→ **GIVEN DATA**
□ □ □ □
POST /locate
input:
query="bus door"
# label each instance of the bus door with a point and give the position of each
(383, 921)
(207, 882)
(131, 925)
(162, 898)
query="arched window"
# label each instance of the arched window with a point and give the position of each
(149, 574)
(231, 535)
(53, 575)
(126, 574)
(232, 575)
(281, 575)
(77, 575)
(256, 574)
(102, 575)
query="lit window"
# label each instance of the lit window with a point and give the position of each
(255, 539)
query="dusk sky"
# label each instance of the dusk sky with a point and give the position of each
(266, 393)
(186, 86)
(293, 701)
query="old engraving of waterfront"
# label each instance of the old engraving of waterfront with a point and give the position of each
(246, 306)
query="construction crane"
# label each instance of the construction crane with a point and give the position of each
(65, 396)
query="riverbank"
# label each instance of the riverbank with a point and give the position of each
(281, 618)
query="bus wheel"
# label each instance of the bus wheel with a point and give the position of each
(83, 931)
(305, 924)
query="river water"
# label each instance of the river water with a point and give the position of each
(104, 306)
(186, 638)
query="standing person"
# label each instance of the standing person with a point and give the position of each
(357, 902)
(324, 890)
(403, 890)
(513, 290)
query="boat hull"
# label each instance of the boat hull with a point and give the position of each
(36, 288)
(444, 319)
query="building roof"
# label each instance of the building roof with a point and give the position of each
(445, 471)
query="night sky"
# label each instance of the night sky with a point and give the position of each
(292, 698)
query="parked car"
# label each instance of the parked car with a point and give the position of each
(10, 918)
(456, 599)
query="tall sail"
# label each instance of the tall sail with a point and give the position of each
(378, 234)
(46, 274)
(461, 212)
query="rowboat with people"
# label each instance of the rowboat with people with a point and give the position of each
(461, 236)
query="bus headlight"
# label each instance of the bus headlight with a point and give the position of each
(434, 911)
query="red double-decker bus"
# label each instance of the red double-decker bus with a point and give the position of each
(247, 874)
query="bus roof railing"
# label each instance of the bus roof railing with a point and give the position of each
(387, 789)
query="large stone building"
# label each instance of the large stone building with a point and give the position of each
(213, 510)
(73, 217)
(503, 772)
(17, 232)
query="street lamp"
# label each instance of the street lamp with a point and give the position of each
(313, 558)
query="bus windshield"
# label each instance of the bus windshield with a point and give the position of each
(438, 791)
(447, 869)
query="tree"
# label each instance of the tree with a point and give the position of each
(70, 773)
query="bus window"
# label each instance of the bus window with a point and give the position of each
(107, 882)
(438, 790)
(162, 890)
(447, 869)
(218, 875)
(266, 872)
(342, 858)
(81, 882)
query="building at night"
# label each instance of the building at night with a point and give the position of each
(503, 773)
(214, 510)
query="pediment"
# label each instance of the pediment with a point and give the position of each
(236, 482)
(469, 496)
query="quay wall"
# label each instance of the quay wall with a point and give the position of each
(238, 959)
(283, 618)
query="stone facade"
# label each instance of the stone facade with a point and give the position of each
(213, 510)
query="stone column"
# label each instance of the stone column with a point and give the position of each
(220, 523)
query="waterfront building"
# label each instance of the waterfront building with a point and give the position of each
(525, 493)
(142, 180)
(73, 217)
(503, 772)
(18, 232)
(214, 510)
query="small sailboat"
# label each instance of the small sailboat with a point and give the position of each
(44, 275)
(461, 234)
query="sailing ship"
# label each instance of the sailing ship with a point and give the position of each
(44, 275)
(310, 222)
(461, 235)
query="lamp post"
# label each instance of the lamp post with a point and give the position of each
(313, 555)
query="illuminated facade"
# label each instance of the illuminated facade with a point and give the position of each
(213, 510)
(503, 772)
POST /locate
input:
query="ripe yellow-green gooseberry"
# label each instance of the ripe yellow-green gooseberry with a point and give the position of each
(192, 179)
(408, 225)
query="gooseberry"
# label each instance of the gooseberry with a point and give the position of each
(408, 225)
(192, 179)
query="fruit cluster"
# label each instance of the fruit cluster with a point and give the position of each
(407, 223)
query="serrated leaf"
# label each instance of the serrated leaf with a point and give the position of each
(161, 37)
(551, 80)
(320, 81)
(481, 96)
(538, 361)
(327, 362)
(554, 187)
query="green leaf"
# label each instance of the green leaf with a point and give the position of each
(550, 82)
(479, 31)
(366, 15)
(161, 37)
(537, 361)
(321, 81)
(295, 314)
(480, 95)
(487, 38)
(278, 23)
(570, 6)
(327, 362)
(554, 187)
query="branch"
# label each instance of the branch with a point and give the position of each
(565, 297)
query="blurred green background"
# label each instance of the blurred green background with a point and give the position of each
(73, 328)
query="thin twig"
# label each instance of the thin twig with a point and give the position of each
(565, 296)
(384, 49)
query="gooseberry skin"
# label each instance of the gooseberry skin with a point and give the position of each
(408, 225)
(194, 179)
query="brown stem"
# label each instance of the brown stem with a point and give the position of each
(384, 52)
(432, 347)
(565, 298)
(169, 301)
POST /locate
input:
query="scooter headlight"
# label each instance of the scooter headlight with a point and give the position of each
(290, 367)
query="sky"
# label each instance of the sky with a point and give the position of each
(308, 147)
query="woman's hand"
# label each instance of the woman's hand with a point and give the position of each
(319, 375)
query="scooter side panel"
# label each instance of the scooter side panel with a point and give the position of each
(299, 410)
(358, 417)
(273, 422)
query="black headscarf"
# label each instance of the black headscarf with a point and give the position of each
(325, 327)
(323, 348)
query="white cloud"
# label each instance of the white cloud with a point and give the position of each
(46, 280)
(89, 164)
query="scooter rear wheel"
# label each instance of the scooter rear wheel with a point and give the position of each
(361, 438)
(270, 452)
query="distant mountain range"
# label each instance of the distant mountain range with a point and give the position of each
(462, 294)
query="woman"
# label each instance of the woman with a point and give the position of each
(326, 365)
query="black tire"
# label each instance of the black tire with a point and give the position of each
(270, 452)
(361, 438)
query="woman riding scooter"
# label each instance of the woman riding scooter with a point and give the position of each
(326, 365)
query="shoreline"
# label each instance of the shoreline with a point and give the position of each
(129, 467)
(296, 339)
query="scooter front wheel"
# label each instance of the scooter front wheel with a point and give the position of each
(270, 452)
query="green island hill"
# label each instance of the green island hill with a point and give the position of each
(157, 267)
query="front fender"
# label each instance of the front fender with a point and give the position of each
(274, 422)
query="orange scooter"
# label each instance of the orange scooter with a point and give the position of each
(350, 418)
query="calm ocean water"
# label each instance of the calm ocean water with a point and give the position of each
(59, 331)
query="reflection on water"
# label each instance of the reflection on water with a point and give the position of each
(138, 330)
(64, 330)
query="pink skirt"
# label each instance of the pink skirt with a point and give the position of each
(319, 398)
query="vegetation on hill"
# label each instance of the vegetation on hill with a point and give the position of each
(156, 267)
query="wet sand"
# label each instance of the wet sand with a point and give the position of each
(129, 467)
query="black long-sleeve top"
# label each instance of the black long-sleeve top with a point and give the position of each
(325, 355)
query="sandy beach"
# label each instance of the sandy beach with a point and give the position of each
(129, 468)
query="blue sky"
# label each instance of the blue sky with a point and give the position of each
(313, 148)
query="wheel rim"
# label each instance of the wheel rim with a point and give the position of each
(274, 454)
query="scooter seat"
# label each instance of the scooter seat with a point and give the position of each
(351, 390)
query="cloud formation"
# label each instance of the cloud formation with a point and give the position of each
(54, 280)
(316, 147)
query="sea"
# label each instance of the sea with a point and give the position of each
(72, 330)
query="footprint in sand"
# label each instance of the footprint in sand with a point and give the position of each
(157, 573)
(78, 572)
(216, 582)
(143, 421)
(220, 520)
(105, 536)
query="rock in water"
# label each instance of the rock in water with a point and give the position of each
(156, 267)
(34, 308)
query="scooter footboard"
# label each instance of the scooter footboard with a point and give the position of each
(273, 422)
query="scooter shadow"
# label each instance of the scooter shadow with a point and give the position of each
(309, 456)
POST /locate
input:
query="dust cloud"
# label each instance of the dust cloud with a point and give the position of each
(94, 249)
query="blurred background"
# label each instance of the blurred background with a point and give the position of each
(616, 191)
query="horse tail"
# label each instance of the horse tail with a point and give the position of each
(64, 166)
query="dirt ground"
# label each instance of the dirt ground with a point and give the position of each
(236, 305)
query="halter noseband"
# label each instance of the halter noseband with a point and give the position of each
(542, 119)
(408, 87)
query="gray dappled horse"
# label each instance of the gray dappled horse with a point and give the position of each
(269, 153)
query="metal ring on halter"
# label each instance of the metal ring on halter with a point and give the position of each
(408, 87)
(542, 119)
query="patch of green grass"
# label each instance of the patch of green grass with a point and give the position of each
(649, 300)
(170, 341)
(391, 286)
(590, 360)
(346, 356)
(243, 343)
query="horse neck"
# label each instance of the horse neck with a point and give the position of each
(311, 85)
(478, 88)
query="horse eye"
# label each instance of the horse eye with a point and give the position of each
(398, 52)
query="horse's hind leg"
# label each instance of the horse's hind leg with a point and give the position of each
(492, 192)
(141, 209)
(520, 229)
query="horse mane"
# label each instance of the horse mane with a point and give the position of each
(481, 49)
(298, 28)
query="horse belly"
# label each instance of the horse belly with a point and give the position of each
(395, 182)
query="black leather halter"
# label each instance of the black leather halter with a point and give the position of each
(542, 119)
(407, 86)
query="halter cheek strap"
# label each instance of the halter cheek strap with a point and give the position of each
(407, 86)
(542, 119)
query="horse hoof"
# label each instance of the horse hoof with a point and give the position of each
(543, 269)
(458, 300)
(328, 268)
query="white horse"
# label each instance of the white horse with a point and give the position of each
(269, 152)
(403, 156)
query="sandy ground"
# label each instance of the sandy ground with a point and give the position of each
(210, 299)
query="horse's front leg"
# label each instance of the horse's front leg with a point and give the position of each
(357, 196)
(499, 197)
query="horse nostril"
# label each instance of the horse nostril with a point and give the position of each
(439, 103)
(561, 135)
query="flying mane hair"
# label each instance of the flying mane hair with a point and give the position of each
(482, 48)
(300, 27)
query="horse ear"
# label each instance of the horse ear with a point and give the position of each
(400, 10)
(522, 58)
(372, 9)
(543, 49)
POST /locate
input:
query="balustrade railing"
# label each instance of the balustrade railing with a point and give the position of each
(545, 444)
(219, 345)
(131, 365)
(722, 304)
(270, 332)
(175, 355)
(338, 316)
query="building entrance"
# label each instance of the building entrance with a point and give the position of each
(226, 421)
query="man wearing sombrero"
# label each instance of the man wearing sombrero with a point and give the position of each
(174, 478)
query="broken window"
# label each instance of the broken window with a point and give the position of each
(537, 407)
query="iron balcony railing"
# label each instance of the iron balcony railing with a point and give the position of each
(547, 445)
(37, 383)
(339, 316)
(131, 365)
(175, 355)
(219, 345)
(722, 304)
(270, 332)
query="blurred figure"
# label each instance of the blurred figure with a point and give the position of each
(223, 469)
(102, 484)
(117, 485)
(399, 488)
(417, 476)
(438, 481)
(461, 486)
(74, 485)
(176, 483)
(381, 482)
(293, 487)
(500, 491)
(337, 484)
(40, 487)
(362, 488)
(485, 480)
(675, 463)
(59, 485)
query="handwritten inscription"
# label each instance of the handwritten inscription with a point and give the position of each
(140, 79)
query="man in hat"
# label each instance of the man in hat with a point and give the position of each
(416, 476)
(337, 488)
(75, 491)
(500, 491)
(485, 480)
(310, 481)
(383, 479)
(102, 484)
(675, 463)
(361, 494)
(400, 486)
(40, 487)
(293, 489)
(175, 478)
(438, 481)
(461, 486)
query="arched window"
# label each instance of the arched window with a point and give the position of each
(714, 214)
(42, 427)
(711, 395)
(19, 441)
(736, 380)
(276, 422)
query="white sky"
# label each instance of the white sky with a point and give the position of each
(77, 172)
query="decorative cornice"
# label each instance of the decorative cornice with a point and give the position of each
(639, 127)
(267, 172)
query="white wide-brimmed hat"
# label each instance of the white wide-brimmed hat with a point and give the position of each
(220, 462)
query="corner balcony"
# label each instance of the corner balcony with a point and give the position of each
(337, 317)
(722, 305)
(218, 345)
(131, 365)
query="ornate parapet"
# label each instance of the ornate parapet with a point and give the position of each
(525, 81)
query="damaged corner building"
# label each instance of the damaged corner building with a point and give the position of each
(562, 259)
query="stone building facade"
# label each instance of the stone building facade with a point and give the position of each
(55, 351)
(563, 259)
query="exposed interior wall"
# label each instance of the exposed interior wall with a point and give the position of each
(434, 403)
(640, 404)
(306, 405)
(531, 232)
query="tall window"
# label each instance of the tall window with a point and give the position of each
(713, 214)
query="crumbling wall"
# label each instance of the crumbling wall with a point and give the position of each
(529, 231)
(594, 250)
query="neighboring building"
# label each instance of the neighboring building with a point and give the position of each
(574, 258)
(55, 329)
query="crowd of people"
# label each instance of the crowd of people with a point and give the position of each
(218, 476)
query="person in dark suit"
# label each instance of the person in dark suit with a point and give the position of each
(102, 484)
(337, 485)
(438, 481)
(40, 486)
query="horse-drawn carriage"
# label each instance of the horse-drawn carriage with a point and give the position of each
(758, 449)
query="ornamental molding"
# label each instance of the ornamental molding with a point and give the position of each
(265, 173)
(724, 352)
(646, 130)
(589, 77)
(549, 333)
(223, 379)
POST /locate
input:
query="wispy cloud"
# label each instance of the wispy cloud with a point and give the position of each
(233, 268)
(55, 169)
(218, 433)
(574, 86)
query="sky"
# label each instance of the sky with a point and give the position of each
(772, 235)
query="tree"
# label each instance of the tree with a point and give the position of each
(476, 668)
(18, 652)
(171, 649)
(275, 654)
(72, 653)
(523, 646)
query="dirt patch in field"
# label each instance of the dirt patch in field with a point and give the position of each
□ □ □ □
→ **PROBLEM DESCRIPTION**
Can you show, copied in full, every line of the data above that contains the word "riverbank"? Matching is case-sensitive.

→ **RESULT OF THIS TASK**
query="riverbank"
# label each instance of the riverbank with a point and give the position of each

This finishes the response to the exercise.